Instructions to follow: I need every line of the material below that includes the string "grass".

Exercise input:
--- START ---
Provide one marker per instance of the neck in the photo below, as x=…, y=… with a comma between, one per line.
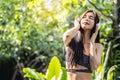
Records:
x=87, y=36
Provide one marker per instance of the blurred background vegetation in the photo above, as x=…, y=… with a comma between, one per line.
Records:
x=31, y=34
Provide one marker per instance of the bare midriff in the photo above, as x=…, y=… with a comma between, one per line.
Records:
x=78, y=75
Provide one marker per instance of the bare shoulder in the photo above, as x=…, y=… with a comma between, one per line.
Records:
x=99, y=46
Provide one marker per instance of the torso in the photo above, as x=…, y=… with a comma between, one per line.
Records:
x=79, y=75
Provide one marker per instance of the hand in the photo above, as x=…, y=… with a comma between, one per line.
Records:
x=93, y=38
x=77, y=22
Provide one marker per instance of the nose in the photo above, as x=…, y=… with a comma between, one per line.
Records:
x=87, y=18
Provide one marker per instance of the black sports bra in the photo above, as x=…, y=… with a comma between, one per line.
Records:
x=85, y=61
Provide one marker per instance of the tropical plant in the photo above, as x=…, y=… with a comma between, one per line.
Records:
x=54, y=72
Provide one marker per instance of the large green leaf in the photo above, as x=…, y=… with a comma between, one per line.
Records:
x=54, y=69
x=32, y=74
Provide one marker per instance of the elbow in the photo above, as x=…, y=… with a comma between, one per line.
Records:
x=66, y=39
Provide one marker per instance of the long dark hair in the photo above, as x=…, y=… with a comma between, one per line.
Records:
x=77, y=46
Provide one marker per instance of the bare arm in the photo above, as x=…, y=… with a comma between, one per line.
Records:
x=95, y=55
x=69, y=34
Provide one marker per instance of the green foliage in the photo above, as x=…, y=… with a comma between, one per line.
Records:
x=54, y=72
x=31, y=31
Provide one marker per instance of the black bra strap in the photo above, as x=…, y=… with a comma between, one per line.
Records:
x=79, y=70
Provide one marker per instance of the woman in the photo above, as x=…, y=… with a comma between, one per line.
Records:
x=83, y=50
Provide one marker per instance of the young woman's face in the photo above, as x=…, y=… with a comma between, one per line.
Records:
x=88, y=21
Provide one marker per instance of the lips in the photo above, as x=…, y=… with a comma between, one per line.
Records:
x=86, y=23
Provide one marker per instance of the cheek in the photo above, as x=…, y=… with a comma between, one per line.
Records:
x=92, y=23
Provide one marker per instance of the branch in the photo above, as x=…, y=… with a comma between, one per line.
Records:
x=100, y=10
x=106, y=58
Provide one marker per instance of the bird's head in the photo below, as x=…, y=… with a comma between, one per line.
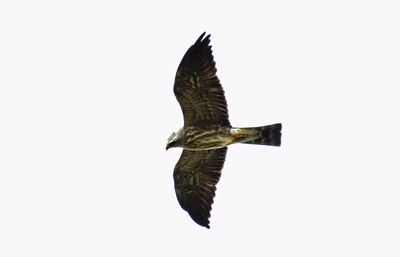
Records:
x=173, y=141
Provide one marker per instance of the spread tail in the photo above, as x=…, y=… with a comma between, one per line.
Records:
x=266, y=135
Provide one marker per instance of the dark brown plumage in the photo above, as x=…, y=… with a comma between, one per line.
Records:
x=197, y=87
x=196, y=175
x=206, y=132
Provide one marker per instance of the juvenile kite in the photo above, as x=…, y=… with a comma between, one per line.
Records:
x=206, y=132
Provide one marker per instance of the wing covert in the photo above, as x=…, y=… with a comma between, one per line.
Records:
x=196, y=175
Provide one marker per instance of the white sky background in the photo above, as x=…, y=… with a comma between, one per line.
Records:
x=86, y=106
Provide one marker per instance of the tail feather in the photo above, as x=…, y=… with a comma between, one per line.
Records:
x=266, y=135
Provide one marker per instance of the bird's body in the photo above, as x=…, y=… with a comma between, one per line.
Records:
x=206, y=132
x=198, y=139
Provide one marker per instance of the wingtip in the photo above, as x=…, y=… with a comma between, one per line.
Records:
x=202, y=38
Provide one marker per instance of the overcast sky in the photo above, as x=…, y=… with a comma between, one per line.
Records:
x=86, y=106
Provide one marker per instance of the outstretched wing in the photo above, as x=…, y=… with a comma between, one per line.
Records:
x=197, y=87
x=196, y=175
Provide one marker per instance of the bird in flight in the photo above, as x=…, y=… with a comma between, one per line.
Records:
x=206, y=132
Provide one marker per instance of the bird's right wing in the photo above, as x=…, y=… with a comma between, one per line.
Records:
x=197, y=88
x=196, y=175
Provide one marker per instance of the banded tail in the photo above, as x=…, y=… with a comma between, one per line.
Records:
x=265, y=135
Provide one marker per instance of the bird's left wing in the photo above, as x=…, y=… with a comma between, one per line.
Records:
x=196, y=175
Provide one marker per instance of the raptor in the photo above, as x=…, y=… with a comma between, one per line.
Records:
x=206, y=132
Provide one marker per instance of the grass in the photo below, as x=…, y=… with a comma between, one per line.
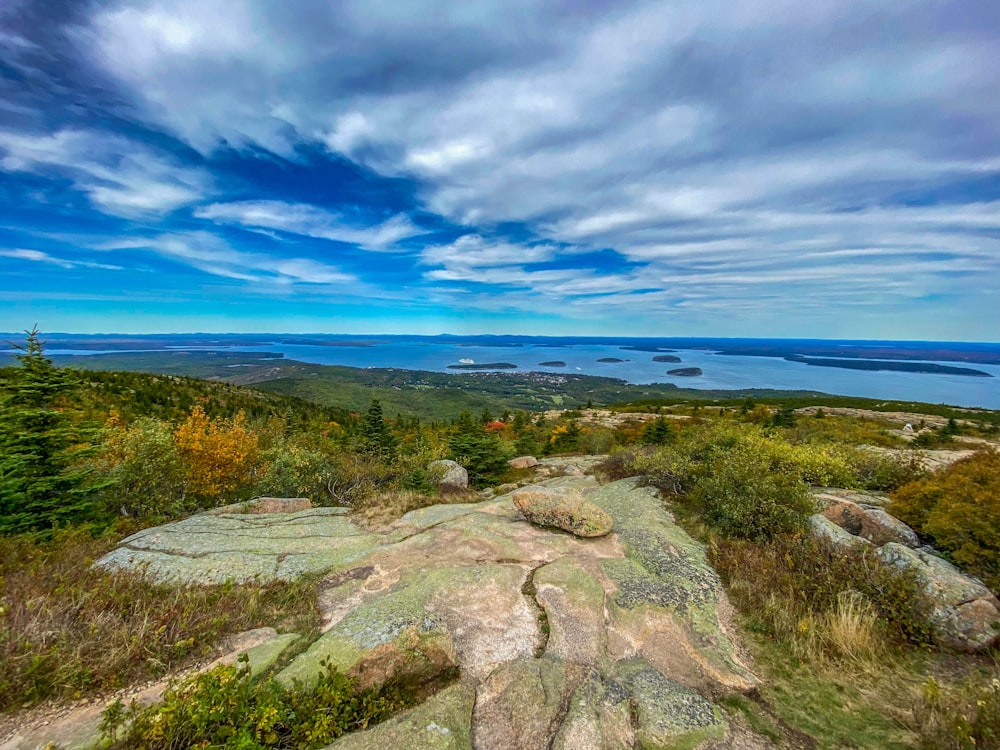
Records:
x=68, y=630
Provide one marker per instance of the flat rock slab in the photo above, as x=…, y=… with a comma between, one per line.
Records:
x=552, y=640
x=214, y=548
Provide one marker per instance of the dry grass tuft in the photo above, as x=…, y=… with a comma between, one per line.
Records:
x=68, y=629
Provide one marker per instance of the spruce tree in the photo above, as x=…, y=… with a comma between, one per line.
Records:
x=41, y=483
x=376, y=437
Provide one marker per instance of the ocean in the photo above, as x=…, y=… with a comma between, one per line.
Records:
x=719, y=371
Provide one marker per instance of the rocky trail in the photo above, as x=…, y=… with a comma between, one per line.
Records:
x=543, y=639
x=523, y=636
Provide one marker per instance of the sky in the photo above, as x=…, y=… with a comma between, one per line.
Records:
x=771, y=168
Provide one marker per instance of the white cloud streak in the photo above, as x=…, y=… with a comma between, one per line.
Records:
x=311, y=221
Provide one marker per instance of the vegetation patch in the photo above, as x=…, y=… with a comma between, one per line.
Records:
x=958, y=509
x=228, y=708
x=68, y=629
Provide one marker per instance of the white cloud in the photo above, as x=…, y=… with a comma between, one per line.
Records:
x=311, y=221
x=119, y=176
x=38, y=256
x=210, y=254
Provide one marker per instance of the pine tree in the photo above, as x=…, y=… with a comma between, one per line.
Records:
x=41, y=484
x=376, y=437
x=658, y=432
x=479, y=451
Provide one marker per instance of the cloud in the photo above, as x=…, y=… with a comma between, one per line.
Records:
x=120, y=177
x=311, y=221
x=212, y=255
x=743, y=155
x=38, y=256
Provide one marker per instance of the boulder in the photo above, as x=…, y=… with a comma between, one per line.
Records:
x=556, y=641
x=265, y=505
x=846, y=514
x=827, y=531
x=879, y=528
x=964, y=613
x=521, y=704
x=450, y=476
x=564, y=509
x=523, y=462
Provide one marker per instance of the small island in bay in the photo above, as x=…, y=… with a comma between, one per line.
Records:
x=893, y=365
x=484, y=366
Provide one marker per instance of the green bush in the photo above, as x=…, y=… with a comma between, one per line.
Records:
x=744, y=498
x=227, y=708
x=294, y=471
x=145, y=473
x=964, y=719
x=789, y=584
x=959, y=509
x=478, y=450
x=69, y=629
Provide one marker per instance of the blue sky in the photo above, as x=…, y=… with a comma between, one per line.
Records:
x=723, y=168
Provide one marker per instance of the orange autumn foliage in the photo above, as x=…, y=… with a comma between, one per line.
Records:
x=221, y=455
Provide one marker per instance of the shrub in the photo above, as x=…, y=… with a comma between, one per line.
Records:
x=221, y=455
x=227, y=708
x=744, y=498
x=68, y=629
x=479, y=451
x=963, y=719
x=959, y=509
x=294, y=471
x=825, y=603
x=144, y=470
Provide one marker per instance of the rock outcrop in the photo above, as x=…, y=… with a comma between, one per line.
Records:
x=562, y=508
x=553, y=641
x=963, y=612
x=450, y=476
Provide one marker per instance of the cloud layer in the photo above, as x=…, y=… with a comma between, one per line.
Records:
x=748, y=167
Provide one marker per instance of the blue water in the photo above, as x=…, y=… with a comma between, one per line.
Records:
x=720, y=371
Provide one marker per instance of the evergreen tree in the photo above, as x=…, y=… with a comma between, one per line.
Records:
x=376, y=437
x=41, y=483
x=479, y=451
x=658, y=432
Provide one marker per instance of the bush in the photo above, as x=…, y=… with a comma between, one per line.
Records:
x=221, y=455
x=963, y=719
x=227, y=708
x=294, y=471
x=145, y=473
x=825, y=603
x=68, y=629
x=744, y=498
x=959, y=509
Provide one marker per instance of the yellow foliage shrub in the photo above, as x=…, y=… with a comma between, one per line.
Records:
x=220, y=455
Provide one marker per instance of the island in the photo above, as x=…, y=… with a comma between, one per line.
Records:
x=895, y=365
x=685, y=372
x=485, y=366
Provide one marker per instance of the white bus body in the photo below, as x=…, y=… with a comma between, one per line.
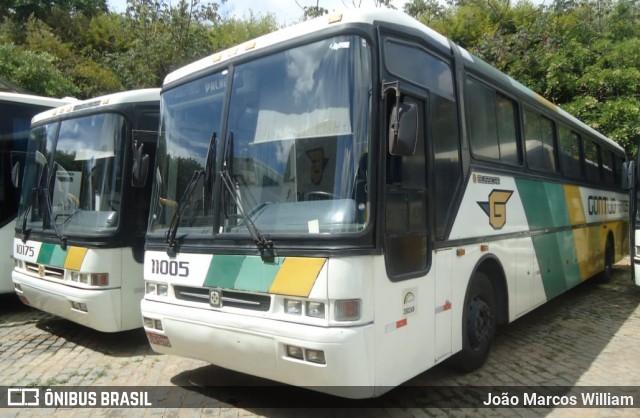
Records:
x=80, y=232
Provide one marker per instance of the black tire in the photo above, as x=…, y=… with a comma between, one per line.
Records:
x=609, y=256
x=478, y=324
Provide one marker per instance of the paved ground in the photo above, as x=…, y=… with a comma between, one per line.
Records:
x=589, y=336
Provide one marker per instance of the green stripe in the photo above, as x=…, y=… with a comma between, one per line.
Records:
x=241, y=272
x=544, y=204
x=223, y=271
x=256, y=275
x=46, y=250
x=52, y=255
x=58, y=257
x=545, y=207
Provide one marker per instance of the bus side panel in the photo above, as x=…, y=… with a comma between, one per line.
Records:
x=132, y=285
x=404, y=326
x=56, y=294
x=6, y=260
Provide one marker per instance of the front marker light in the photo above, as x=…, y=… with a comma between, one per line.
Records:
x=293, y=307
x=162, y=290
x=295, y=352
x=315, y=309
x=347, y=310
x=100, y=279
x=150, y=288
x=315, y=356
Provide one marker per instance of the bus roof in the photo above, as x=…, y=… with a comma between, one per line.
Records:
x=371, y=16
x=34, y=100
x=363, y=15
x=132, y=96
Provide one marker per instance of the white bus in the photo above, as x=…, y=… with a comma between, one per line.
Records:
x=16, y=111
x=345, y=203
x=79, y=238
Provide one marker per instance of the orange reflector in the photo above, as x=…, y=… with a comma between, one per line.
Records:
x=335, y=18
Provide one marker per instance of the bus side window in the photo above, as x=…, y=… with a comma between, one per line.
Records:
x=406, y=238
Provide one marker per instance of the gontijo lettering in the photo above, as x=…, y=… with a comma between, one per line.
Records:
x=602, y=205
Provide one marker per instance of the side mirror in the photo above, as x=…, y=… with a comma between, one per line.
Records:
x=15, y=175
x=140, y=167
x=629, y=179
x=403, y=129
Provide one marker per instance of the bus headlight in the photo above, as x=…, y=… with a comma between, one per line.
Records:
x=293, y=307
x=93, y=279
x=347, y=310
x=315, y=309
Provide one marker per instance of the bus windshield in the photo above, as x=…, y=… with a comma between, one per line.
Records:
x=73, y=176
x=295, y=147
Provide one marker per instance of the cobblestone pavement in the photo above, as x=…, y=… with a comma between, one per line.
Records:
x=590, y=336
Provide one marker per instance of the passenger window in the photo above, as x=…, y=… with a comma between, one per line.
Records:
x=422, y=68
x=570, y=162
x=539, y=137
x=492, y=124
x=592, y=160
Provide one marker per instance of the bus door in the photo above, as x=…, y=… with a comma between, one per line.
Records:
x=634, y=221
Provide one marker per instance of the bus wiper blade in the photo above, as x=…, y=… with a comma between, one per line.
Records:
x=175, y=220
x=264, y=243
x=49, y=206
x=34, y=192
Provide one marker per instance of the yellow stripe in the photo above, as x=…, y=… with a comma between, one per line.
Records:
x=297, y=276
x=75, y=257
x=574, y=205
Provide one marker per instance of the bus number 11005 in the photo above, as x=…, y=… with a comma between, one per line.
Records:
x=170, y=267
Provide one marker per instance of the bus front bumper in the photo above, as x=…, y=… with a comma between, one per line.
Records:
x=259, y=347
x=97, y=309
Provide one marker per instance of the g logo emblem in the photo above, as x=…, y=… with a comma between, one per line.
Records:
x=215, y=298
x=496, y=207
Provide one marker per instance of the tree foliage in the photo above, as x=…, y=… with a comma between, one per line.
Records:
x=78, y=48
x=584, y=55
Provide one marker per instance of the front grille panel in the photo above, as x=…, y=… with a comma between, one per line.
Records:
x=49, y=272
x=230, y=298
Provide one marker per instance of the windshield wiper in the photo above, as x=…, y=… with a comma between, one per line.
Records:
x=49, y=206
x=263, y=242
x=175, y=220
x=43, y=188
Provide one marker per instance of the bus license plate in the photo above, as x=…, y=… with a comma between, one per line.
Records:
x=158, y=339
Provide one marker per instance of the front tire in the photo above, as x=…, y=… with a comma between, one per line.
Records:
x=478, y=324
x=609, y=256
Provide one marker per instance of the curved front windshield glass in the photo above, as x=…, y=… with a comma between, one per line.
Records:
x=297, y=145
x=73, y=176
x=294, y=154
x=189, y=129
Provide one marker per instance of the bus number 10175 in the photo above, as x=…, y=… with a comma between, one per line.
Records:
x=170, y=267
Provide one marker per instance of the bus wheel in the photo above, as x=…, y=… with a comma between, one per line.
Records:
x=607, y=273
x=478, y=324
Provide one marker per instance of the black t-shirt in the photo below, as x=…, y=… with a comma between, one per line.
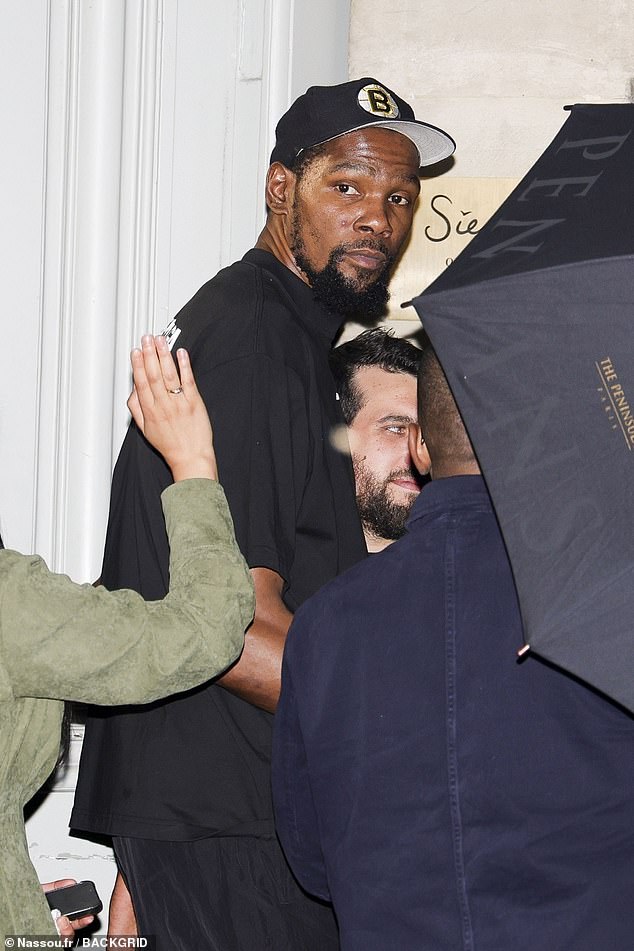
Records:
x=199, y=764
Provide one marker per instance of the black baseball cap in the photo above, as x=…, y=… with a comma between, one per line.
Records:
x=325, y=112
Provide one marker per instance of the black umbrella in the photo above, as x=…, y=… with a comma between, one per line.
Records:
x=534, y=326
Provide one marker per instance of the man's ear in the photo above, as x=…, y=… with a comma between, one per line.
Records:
--- END ---
Task answer:
Provide one marker per instance of the grass in the photo below, as x=…, y=… with a comma between, one per line.
Provide one marker per instance of the dry grass tuft in the photo above, as x=…, y=… with a comma between, one per line.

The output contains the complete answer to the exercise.